* Directive A: In the rows below, reproduce word for word the lines from the one containing "Verify for me: does any dormer" through the one containing "xmin=138 ymin=128 xmax=145 ymax=133", including both of those lines.

Garwulf’s Corner #1: Riding the Waves of Controversy and the Strange Case of Loot
Originally published March 18, 2015
UPDATE: This was originally the third installment of the column, with the intention being to set the tone with a two part exploration talking about diversity in creating video game characters, and how to avoid token characters. And then the story about Loot hit the news, and it was too bizarre not to lead off with. As for the film itself, it failed to win the $10,000 viewer’s choice award.
HELLO, AND WELCOME to the first installment of my new column on the Escapist! My name is Robert B. Marks, and I’m an author, editor, researcher, and publisher. About 15 years ago, I wrote one of the first computer games issues columns to appear on the Internet — it was called Garwulf’s Corner, and it was published in 52 installments on Diabloii.net between October 2000 and October 2002.
This is the older, wiser version of that column.
Every couple of weeks, I’ll be here, musing on something that has caught my attention and raising whatever questions come to mind. It could be about video games, movies, books, television, or whatever else strikes my fancy. I can’t claim that I’ll always have the answers, or even be right, but I will do everything I can to be entertaining and thought provoking — that is my promise to you.
And, just like the original column all those years ago, every seventh installment will be a feedback column. So, regardless of if you agree or disagree with what I’ve said, I want to hear from you. The best comments will be published (and do be warned: if you write to me, the Escapist and I will consider it permission to publish).

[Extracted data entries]
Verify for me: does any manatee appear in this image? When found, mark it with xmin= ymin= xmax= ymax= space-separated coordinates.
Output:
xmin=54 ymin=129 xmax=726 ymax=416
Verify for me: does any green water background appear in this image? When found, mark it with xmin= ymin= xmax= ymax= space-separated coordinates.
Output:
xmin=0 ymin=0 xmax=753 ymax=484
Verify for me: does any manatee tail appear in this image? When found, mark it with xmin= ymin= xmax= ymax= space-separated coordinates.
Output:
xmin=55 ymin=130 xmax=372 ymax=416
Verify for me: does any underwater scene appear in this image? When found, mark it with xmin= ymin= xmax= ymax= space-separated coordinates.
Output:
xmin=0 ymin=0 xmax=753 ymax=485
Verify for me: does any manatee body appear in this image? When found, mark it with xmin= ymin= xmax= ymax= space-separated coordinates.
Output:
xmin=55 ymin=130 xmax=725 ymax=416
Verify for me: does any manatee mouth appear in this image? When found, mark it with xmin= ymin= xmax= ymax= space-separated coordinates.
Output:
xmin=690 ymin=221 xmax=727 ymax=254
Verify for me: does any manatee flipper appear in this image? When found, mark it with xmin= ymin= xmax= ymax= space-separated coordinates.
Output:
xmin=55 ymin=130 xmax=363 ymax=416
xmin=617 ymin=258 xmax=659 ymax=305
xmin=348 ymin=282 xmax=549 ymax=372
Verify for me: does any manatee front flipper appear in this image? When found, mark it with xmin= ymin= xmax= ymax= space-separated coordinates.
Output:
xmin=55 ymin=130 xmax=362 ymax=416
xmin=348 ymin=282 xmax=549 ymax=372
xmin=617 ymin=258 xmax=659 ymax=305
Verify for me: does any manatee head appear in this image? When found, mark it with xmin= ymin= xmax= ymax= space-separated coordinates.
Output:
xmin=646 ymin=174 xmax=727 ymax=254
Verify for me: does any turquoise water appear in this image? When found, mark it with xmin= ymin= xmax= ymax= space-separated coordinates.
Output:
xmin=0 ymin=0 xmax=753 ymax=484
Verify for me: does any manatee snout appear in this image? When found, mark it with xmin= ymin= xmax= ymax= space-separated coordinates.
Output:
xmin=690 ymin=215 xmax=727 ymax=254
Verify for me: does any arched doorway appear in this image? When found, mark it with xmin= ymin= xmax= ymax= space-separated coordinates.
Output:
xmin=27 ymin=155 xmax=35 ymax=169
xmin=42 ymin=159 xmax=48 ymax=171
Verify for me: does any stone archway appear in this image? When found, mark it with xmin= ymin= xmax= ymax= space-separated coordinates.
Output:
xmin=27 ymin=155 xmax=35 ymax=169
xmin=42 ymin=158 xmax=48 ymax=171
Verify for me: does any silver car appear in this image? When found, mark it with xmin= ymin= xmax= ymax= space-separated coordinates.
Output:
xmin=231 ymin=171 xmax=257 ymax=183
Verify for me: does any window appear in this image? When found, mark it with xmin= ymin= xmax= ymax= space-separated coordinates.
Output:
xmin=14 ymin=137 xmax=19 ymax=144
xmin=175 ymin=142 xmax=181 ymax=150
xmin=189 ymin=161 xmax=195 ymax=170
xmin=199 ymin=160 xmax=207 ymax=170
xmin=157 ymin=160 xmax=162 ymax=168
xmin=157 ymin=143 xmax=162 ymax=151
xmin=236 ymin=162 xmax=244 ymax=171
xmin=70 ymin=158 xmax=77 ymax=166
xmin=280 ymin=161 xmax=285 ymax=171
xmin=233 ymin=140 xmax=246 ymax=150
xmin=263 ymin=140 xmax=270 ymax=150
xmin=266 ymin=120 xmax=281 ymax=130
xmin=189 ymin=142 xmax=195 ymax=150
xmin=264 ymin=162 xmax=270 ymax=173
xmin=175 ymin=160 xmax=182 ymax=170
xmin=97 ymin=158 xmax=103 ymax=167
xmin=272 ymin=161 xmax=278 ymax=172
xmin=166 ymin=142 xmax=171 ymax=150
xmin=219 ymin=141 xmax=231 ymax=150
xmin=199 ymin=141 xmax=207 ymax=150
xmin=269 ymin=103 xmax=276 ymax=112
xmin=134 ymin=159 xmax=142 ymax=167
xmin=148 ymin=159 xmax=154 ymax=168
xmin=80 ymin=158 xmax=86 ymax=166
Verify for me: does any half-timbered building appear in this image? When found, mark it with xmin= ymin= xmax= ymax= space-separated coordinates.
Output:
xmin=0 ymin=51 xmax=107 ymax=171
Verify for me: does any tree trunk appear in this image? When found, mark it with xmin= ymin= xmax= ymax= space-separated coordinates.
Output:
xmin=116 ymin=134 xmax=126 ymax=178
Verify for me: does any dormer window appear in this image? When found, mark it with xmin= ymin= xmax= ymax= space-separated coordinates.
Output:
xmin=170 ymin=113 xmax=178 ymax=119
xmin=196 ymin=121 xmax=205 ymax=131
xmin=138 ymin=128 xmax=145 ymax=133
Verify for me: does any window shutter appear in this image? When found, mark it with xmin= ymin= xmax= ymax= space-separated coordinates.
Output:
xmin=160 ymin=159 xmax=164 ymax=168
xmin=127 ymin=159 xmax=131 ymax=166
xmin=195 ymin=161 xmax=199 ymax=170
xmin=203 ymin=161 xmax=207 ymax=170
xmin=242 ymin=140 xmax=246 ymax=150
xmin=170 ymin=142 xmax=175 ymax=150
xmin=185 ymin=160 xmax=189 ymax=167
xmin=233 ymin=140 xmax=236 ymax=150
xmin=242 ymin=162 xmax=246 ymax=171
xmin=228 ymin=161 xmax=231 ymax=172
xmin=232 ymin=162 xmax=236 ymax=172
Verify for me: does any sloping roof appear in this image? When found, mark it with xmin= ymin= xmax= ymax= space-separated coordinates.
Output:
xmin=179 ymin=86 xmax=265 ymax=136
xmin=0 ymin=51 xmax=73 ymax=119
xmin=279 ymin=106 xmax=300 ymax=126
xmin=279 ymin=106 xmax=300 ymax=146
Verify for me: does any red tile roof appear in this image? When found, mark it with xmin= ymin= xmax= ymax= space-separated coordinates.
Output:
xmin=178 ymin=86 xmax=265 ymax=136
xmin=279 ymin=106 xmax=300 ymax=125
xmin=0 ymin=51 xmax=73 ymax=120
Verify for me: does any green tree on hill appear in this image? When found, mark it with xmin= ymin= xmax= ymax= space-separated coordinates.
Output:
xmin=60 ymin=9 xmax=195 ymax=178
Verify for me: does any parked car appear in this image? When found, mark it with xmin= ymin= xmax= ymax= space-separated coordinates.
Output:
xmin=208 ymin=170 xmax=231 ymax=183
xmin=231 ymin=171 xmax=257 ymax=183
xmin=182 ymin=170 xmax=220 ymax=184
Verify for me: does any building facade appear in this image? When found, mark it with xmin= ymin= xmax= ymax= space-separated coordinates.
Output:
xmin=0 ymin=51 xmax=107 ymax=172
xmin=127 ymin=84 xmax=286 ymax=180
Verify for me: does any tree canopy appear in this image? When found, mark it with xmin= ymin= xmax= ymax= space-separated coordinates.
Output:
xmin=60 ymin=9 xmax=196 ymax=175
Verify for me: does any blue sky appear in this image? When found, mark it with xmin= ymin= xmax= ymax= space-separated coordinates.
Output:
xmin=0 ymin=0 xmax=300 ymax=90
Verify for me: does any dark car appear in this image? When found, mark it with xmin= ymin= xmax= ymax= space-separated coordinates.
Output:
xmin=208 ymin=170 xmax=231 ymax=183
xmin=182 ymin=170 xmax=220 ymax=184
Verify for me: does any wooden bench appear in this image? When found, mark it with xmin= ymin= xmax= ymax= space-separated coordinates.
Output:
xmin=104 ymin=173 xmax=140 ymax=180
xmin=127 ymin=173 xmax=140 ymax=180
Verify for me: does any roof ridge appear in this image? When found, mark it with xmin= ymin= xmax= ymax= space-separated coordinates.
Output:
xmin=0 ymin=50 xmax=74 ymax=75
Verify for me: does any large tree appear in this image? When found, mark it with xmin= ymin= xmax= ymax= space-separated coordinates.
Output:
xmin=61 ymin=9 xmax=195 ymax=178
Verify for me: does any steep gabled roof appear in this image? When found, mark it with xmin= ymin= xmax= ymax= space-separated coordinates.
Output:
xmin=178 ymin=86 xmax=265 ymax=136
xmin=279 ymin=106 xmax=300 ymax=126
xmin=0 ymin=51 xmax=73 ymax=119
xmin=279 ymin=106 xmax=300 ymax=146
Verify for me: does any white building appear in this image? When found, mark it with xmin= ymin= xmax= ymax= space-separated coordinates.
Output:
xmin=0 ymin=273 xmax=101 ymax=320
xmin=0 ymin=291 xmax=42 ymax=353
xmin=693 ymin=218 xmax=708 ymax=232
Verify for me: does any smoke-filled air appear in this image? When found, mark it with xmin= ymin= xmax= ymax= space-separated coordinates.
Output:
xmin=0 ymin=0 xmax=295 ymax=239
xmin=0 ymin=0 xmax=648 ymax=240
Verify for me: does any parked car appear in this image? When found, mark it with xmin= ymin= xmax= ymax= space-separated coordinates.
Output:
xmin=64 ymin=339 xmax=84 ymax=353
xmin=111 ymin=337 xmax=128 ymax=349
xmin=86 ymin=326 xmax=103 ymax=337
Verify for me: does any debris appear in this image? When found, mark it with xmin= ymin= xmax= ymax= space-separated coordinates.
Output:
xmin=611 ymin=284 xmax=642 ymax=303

* Directive B:
Answer these questions about the column above:
(i) On which site was the original Garwulf's Corner published?
(ii) Which installments will be feedback columns?
(iii) What award did the film fail to win?

* Full solution A:
Verify for me: does any dormer window appear in this image? When found, mark it with xmin= ymin= xmax= ymax= space-separated coordinates.
Output:
xmin=170 ymin=113 xmax=178 ymax=119
xmin=196 ymin=121 xmax=205 ymax=131
xmin=138 ymin=128 xmax=145 ymax=133

* Full solution B:
(i) Diabloii.net
(ii) Every seventh installment
(iii) The $10,000 viewer's choice award